- **TEXTE FOURNI**
____

Dommage... La bataille compte pourtant parmi l'une des plus dévastatrices du conflit. Une typique guerre de siège, à l'assaut des fortifications médiévales. La vieille ville n'y a pas survécu.
Le commandant allemand de la place, Andreas von Aulock, avait pourtant prévenu :
"Ein deutscher Soldat kapituliert nicht !" Il avait ajouté qu'il défendrait Saint-Malo jusqu'au dernier homme,
"même si je dois être celui-là". Hitler, dans un ordre personnel du 8 août 1944, avait indiqué la marche à suivre :
1. La forteresse doit être défendue tant qu'il restera un homme et une arme.
2. Un tribunal sera constitué à Saint-Malo de façon à ôter une fois pour toutes à la population le goût de se révolter.
3. S'il reste encore dans le secteur quelques Osttruppen en qui on puisse avoir confiance, carte blanche leur sera donnée pour la répression du terrorisme.
A la même époque, Hitler avait ordonné de détruire les insurgés de Varsovie avec de semblables moyens. Bref, aucune pitié n'était prévue pour la population civile. Aulock, quoique fanatique, avait toutefois fait évacuer les habitants de Saint Malo le 5 août, après avoir rejeté la proposition du conseil municipal de la déclarer "ville ouverte". Il avait déjà formulé une telle recommandation d'évacuation aux Français peu après le Débarquement.
La suite fut une véritable boucherie. Les Américains n'avaient pas tenu compte des renseignements de la Résistance et avaient sous-estimé l'importance de la garnison (5.000 hommes selon eux, 10.000 en réalité). Ils payèrent cher leur optimisme, car ils éprouvèrent de lourdes pertes, et durent regrouper une puissante artillerie pour pilonner la citadelle, renforcée par l'Organisation Todt. L'eau fut coupée, ce qui facilita la propagation des incendies. Les Allemands purent détruire les installations portuaires. Finalement, von Aulock se résolut à se rendre, le 17 août, quarante minutes exactement avant l'heure prévue pour un terrible raid aérien - en conséquence annulé.

____

- **DONNÉES**
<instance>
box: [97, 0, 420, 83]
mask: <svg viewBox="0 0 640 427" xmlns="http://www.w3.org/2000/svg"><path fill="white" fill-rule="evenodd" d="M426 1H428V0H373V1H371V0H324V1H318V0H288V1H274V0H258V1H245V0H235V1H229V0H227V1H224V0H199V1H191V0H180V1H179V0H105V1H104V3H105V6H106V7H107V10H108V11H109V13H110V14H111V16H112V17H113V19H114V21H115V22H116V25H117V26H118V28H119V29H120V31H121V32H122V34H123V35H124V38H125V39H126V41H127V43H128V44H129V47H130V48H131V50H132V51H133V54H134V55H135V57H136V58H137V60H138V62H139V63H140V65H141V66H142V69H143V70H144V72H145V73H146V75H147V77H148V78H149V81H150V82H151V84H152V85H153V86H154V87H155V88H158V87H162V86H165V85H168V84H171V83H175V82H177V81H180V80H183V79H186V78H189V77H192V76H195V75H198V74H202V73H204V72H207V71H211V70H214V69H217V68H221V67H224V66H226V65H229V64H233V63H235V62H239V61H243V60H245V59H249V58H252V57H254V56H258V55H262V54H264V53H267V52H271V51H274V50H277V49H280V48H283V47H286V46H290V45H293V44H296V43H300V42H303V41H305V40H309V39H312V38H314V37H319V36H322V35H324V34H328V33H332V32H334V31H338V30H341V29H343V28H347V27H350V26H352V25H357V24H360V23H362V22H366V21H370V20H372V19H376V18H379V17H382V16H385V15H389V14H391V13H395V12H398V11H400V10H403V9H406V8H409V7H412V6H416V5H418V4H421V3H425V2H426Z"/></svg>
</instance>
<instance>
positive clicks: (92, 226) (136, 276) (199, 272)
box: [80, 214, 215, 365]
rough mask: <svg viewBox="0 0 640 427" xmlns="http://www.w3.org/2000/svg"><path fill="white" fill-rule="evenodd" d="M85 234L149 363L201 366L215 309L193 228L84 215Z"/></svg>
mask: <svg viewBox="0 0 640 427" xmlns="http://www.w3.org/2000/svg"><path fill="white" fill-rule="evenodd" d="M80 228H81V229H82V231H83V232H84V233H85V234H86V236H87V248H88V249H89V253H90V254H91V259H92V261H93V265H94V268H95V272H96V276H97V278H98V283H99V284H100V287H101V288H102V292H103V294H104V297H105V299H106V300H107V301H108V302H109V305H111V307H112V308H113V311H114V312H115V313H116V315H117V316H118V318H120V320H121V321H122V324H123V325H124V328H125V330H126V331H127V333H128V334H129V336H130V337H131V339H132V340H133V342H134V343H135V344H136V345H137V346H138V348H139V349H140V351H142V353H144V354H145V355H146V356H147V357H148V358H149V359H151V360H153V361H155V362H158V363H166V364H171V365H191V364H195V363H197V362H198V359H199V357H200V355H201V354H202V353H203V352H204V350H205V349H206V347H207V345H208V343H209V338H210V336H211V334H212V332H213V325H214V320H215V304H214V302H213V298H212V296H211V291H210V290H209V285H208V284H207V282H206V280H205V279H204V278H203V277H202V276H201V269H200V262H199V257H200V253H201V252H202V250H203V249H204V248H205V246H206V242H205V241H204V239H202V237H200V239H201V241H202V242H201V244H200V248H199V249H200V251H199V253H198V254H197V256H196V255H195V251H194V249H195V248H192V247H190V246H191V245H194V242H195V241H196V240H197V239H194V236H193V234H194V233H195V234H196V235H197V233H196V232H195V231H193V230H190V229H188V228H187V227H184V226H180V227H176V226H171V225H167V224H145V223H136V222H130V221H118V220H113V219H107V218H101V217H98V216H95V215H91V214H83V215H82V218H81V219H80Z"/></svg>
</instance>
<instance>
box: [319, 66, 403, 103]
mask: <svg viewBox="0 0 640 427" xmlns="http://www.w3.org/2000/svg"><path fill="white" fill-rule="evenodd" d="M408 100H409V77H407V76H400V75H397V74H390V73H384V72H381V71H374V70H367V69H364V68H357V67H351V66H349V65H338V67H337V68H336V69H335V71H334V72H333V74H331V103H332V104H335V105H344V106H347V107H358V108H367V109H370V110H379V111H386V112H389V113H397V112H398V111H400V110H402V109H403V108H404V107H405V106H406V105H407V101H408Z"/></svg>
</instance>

____

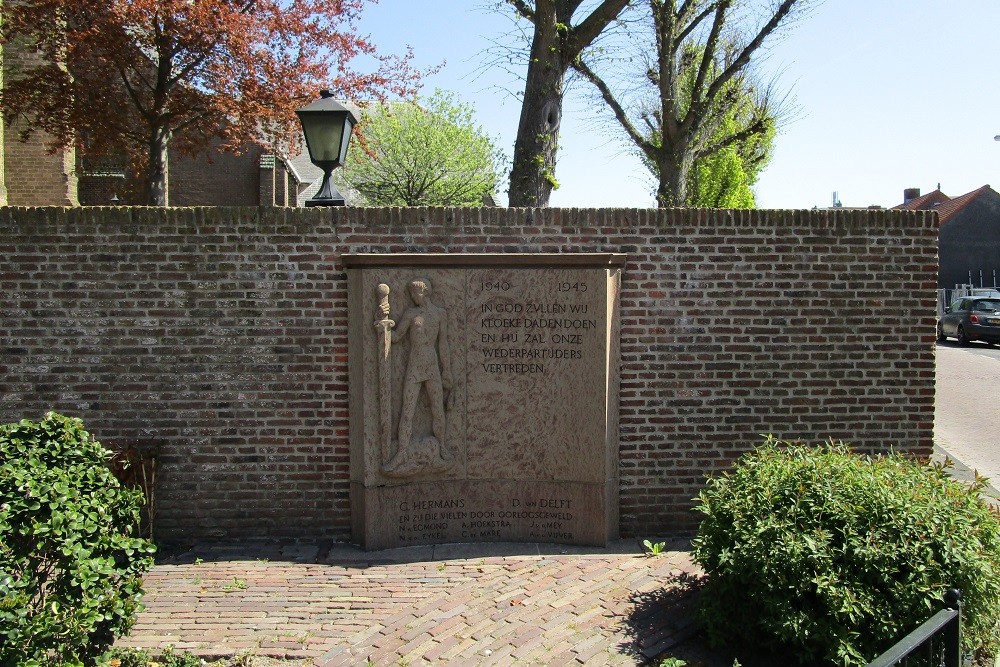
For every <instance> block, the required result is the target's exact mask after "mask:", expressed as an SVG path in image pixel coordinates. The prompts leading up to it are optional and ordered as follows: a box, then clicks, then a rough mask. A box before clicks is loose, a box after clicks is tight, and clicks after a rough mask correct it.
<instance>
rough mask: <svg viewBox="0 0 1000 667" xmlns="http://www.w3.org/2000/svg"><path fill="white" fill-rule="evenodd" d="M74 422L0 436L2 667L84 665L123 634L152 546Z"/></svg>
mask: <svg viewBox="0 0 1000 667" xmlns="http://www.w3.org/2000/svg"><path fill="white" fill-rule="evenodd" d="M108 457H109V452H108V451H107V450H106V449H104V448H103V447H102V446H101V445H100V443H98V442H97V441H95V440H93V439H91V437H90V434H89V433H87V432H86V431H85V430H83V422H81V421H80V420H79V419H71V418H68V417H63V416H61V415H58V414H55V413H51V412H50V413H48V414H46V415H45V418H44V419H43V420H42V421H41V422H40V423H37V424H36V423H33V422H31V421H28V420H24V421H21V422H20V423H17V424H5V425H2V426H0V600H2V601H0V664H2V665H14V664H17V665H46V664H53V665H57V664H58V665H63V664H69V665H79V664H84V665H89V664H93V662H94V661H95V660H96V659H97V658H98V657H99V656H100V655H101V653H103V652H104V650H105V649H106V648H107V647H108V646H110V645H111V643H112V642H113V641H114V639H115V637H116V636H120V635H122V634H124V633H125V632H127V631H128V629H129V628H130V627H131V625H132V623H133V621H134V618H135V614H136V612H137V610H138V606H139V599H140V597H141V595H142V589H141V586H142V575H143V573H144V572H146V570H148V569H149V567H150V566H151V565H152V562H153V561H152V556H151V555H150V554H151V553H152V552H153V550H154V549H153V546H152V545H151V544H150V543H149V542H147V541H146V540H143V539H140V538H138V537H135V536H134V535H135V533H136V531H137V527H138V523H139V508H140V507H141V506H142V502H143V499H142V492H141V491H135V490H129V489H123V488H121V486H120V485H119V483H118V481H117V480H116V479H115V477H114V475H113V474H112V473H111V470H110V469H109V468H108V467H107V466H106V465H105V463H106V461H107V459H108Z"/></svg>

____

- **EXERCICES**
1. Relevez toutes les dates (jour et mois) mentionnées dans le texte sur le siège de Saint-Malo.
2. D'après le texte sur le siège de Saint-Malo, combien d'hommes la garnison allemande comptait-elle en réalité ?
3. Recopiez mot pour mot le passage du texte sur le siège de Saint-Malo qui commence aux mots « Dommage... La bataille » et se termine après « de se révolter. ».

- **CORRIGÉ DÉTAILLÉ**
1. 8 août 1944 ; 5 août ; 17 août

2. La garnison comptait en réalité 10.000 hommes.

3.
Dommage... La bataille compte pourtant parmi l'une des plus dévastatrices du conflit. Une typique guerre de siège, à l'assaut des fortifications médiévales. La vieille ville n'y a pas survécu.
Le commandant allemand de la place, Andreas von Aulock, avait pourtant prévenu :
"Ein deutscher Soldat kapituliert nicht !" Il avait ajouté qu'il défendrait Saint-Malo jusqu'au dernier homme,
"même si je dois être celui-là". Hitler, dans un ordre personnel du 8 août 1944, avait indiqué la marche à suivre :
1. La forteresse doit être défendue tant qu'il restera un homme et une arme.
2. Un tribunal sera constitué à Saint-Malo de façon à ôter une fois pour toutes à la population le goût de se révolter.